(Point-per-instance localization data)
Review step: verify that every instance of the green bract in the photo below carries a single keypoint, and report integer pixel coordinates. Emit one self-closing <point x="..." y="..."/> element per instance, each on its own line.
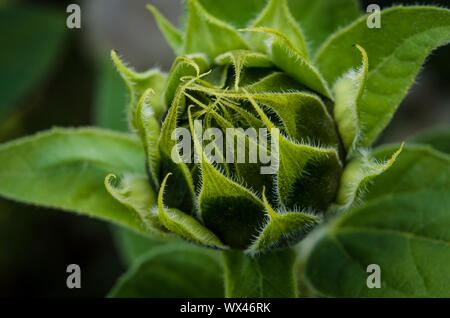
<point x="317" y="95"/>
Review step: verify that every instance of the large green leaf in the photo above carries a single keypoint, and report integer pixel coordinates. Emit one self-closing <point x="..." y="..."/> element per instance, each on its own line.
<point x="66" y="169"/>
<point x="109" y="106"/>
<point x="31" y="39"/>
<point x="176" y="270"/>
<point x="266" y="275"/>
<point x="396" y="52"/>
<point x="403" y="227"/>
<point x="320" y="18"/>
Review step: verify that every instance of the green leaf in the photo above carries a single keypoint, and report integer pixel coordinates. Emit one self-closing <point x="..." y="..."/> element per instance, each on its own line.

→ What the exercise asks: What you return must match the records exactly, apart from the images, which are omitted.

→ Solution:
Review step: verify that every instance of the green bract in the photo below carries a single keypoint, and report integer pixel coordinates. Emit one self-closing <point x="..." y="..."/> element per instance, each on its own line.
<point x="317" y="95"/>
Review step: verify that every instance of the large green leaf in the photo above carries a single keypoint, and report integer pixel coordinates. Emit one self-closing <point x="..." y="..."/> element per instance, each on its own line.
<point x="66" y="169"/>
<point x="109" y="106"/>
<point x="31" y="39"/>
<point x="176" y="270"/>
<point x="266" y="275"/>
<point x="396" y="52"/>
<point x="403" y="227"/>
<point x="320" y="18"/>
Review step: verify that every instance of the green leaf in the photo above carries a single keypoint, and report integer pixel coordinates. Emit one self-closing <point x="..." y="..."/> element per instance, each on its own line.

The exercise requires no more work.